**Work to complete**.
Find every line in the rows below that contains the string "able", and copy each of those lines. Case counts.

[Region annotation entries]

========================================================================

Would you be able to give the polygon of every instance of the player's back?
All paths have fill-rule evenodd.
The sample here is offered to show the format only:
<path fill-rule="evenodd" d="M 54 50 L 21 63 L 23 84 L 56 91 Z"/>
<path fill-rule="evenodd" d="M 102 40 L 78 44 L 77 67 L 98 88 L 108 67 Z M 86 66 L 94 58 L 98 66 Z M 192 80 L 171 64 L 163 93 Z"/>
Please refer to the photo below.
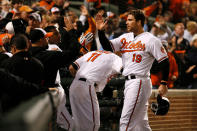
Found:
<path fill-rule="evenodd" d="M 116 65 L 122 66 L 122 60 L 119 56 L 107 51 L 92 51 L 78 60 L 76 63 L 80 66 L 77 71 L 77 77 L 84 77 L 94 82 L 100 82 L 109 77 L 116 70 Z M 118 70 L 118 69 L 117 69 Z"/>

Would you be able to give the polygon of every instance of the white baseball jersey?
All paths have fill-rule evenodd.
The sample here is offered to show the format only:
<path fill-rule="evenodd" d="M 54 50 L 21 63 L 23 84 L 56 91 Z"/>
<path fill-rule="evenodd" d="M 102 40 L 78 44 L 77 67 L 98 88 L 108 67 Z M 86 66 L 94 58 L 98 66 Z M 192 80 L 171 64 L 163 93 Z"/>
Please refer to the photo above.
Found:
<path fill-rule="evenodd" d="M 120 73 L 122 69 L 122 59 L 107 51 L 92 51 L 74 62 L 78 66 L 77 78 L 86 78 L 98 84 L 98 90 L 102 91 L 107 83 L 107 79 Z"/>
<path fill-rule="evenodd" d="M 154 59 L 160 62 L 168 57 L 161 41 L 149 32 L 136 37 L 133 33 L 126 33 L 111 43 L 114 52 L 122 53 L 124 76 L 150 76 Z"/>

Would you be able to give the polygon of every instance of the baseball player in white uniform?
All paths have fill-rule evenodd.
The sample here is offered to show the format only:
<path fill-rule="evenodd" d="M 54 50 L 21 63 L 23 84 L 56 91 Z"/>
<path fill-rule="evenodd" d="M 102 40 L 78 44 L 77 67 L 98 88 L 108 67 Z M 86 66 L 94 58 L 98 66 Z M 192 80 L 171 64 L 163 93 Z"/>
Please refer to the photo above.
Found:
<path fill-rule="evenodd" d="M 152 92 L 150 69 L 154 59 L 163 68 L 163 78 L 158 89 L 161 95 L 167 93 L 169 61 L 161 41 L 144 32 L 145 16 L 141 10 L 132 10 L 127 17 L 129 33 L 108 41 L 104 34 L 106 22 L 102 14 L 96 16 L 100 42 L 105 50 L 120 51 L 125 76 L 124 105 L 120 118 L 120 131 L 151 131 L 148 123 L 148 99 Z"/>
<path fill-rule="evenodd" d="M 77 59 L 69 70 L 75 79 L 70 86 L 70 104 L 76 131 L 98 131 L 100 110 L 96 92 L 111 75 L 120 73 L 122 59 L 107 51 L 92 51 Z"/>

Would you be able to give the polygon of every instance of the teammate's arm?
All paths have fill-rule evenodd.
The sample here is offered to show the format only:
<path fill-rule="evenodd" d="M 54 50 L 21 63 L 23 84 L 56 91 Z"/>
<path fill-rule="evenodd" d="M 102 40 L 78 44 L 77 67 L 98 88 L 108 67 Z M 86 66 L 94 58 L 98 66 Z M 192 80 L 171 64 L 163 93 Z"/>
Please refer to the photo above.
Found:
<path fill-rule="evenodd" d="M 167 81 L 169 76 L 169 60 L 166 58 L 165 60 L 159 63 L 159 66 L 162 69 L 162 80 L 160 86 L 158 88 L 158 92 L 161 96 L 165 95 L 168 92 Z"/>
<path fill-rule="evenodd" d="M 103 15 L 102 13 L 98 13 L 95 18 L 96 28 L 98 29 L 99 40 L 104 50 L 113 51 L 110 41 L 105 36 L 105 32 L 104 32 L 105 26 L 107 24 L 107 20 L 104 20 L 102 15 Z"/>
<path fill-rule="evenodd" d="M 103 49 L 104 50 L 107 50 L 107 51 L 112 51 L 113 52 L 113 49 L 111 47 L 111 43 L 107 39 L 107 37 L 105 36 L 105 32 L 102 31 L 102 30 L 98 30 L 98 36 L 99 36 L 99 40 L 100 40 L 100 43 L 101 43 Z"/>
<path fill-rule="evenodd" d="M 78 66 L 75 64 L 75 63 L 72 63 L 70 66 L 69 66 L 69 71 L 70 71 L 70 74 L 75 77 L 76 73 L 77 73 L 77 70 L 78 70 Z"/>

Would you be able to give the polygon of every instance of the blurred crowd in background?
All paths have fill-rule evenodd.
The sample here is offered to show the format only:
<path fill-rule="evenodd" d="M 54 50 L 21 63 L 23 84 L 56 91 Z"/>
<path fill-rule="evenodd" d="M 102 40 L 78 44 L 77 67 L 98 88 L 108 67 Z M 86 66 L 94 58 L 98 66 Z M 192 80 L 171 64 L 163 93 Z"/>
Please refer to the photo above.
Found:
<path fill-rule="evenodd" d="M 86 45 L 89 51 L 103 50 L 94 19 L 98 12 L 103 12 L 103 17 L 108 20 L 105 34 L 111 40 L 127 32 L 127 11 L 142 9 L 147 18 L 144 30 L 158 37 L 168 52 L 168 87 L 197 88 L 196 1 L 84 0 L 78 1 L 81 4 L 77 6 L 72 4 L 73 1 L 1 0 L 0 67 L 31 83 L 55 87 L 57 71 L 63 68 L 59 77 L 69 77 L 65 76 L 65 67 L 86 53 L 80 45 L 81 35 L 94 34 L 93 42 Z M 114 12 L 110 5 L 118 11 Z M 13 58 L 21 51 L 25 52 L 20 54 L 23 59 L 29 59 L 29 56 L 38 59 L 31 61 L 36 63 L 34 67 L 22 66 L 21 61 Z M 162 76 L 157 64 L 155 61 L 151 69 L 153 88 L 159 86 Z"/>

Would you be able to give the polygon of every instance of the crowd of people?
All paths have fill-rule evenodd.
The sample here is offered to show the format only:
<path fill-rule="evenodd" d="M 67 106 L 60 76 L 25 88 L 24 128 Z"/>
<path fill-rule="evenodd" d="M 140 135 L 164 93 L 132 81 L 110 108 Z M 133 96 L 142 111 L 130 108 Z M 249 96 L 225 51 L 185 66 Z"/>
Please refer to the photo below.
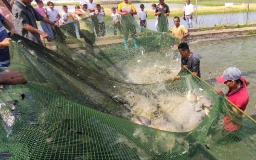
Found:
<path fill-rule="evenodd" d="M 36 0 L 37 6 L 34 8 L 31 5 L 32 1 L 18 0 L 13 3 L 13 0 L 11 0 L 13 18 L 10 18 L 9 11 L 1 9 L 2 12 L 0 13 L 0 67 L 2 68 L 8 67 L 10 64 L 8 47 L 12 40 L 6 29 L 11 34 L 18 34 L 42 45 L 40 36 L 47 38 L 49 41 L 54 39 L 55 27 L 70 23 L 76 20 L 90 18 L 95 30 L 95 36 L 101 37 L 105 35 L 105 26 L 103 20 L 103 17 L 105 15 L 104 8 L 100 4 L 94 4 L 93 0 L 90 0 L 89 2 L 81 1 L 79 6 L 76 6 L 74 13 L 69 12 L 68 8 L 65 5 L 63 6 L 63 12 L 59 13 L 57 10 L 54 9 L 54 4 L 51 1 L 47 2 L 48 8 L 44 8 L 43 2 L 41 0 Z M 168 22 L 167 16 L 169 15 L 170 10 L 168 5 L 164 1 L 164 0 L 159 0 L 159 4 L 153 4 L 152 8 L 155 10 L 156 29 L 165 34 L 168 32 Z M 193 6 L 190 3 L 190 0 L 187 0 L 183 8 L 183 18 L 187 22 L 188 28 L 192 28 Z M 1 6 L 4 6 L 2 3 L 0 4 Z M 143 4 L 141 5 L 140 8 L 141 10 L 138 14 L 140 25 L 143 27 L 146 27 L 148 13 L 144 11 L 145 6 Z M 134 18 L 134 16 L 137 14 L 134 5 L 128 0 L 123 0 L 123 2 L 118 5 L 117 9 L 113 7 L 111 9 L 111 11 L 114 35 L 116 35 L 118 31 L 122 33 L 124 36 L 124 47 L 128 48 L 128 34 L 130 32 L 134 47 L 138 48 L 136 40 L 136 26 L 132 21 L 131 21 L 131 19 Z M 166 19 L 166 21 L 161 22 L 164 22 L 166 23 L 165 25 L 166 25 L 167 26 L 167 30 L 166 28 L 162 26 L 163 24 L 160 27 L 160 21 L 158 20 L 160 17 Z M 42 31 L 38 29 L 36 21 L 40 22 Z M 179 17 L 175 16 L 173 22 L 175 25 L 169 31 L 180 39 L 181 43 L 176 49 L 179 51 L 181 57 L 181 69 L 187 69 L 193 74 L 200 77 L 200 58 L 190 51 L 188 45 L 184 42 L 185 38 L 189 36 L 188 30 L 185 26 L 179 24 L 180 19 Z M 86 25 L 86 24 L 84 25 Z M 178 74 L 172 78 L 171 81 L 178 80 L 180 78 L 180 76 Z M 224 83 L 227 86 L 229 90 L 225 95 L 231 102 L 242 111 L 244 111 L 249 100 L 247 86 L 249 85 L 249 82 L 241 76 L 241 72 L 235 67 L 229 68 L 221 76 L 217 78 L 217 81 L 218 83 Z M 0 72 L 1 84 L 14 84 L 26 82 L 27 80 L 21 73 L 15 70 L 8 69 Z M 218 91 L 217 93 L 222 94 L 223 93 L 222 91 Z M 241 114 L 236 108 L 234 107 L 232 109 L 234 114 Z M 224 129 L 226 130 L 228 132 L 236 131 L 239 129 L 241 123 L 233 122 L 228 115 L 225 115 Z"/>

========================================================================

**Answer for this exercise**.
Would you be able to give the polygon of every instance of the player's back?
Would you be able to give the polygon of every instance of the white baseball jersey?
Would you be able to give the polygon of every instance of the baseball player in white uniform?
Would you be able to give the polygon of every instance of the teammate's arm?
Would you be able to give the polygon of every instance of the blurred crowd in background?
Would you be able to give the polygon of every instance of the crowd of people?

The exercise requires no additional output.